_WORK TASK_
Please repeat the records below exactly, but only from the line that contains "locate man in white" onward, ending with the last line.

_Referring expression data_
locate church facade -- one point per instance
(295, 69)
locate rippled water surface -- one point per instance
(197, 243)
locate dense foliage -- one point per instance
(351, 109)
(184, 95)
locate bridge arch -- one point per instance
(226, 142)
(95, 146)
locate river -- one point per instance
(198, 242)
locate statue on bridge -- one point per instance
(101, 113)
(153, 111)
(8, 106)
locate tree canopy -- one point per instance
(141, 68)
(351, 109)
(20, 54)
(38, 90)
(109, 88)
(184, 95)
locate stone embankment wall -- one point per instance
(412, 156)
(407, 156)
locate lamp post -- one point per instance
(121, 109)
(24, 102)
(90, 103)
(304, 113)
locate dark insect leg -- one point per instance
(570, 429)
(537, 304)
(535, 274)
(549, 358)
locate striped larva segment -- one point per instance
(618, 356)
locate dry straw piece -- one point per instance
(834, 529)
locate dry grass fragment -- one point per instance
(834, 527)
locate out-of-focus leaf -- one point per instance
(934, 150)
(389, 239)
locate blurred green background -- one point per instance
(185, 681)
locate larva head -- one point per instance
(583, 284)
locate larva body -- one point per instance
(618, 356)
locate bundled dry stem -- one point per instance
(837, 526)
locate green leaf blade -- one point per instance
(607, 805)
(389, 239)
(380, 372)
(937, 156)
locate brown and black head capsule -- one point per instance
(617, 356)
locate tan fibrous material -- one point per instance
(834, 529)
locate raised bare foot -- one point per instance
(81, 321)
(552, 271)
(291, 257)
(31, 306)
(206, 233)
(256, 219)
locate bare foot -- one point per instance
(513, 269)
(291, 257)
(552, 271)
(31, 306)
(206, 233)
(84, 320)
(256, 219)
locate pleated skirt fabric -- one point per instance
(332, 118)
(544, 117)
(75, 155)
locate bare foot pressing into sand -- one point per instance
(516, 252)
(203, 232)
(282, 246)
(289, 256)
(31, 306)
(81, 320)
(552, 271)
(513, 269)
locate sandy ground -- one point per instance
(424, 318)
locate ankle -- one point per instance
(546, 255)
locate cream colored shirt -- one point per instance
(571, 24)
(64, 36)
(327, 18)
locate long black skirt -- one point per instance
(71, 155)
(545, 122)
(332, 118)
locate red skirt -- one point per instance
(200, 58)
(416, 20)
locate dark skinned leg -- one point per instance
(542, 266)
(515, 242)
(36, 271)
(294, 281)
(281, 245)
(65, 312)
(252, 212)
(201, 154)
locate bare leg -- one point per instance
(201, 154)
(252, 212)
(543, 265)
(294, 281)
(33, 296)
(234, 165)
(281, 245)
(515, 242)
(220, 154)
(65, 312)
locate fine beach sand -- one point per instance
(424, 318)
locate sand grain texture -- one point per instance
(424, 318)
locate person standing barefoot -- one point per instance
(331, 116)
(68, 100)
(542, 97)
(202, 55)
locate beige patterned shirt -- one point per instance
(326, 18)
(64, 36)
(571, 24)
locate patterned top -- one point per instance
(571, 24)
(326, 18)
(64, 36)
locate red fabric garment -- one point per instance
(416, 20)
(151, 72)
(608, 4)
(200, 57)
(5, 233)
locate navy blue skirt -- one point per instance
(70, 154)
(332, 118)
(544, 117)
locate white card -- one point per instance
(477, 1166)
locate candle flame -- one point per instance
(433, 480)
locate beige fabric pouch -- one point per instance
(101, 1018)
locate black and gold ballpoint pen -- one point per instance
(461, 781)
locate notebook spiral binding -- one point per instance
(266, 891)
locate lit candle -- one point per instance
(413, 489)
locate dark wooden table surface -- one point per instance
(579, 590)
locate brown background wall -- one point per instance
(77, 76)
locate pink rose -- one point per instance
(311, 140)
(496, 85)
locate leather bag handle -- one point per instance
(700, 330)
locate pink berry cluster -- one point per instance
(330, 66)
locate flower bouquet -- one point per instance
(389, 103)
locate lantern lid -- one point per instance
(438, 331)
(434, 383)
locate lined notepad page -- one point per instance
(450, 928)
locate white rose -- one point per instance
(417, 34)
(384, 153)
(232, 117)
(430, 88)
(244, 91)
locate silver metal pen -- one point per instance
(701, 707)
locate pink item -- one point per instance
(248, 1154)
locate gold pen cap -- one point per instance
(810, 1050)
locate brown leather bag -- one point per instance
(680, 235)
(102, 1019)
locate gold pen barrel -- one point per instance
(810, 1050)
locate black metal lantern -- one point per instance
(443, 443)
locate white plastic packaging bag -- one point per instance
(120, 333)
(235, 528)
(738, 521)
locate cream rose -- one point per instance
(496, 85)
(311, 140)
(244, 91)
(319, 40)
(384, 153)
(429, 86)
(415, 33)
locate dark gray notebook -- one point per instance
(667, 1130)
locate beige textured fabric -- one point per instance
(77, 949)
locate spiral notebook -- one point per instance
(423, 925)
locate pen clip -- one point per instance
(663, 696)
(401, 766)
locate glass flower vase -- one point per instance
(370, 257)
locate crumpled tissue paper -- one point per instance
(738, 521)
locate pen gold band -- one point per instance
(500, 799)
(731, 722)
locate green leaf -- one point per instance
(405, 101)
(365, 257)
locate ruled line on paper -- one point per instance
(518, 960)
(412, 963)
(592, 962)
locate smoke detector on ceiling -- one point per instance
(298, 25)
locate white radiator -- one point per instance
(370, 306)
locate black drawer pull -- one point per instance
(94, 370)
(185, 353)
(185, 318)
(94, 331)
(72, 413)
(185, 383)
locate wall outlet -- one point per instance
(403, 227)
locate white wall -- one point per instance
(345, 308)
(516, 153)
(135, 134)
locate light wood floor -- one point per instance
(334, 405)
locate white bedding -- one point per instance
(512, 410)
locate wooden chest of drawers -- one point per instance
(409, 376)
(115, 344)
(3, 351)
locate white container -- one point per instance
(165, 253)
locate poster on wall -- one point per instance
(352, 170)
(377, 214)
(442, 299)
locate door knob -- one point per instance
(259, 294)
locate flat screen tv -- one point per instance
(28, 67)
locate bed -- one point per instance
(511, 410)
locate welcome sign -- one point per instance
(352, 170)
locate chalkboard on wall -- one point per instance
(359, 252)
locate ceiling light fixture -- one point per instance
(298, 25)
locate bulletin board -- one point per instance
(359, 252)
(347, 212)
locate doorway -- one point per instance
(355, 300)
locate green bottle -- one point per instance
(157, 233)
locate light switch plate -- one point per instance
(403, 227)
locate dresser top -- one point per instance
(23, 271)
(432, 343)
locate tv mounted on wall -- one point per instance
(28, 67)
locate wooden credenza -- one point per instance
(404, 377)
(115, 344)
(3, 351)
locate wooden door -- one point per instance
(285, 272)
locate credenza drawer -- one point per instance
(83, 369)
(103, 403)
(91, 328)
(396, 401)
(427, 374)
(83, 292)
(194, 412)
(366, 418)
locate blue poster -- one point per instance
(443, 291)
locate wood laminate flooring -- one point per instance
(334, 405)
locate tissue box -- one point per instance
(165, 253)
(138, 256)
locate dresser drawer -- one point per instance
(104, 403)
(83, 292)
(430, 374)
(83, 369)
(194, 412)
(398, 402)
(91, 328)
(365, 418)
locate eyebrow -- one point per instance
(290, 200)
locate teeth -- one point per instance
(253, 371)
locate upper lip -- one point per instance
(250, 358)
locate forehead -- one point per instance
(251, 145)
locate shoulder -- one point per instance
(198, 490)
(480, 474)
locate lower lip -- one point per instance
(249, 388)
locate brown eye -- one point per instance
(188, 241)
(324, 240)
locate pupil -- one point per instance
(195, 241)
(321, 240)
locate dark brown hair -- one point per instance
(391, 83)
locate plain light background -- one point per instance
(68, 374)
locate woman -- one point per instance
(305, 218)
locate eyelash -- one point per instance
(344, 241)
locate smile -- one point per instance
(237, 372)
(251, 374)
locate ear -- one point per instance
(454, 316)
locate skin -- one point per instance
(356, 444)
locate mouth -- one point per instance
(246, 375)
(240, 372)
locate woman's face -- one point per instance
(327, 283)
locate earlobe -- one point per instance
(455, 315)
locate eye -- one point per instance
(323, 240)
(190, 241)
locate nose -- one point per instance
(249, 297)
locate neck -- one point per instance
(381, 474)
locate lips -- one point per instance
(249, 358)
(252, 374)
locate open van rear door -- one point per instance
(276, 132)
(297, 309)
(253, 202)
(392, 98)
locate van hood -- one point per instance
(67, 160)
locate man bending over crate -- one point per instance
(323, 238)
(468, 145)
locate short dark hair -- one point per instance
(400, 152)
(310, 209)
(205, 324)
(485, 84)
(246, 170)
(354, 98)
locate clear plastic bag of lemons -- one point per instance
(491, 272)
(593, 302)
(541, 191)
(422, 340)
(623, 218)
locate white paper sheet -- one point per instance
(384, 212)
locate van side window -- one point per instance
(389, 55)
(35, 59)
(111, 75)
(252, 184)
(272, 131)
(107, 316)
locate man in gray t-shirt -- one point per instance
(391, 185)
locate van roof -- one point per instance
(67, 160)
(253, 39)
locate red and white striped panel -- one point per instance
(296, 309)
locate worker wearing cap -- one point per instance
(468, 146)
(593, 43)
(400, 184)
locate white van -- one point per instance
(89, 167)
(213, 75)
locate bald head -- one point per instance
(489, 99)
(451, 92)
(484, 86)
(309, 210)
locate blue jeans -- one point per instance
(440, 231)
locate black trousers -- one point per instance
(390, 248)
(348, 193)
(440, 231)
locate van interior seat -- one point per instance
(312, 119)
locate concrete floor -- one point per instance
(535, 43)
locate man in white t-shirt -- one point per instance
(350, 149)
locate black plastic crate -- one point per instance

_OUTPUT FOR THIS TASK_
locate man in white t-shirt -- one point per instance
(350, 149)
locate black plastic crate -- one point per instance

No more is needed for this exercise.